#### TO BE DONE:
Count the lines in the records below that contain the word "rock". Reply with the number alone.

#### LISTING:

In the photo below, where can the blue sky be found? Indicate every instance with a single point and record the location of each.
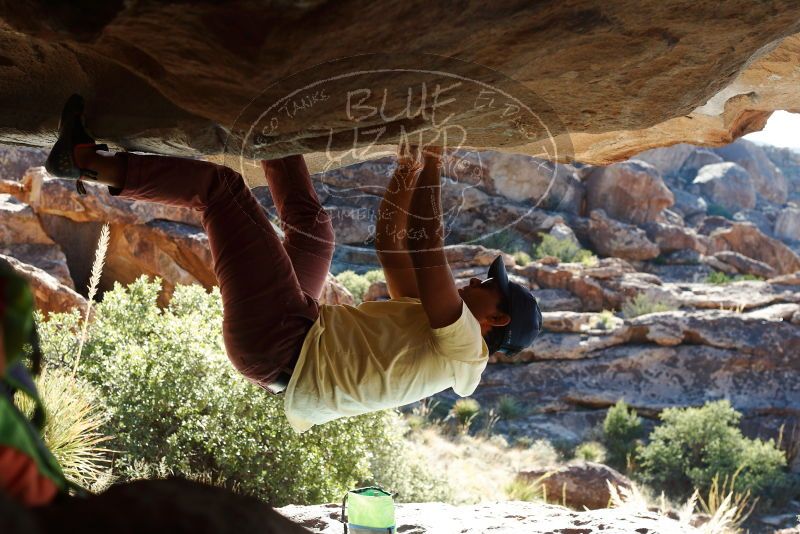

...

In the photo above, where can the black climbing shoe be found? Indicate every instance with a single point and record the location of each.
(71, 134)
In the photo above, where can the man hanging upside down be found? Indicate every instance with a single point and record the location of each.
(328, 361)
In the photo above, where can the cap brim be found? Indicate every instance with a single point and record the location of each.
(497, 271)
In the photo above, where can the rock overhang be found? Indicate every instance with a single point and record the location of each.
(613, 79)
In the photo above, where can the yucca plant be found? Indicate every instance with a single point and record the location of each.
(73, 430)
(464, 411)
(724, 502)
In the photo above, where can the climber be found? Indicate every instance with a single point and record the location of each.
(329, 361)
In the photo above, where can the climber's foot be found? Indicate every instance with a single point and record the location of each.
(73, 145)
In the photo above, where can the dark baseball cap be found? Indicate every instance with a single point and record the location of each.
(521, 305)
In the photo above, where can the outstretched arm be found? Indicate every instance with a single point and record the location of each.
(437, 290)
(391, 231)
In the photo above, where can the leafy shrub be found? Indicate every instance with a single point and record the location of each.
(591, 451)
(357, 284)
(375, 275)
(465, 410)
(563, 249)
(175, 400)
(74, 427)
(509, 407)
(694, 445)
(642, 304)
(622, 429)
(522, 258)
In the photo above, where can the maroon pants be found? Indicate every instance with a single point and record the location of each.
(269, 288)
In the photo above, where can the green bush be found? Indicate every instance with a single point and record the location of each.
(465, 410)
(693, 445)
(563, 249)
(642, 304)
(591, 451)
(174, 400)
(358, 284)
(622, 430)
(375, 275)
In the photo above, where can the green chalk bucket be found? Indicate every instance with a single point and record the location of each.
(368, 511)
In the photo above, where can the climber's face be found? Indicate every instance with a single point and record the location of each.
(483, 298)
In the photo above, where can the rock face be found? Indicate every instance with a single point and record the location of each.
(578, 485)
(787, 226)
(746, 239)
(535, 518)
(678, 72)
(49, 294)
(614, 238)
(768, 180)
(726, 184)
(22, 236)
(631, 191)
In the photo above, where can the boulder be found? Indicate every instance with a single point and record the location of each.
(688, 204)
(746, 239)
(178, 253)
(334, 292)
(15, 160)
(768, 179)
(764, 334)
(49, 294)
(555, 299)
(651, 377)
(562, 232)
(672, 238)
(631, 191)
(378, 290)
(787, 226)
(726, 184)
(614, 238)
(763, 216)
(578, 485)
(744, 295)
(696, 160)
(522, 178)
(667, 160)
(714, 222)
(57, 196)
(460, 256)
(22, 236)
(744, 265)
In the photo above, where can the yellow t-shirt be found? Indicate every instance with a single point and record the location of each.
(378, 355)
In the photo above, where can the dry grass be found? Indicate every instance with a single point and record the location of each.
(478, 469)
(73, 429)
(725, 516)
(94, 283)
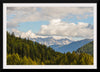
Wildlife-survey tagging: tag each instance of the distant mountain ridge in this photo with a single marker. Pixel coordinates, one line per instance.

#### COMPLETE ANSWER:
2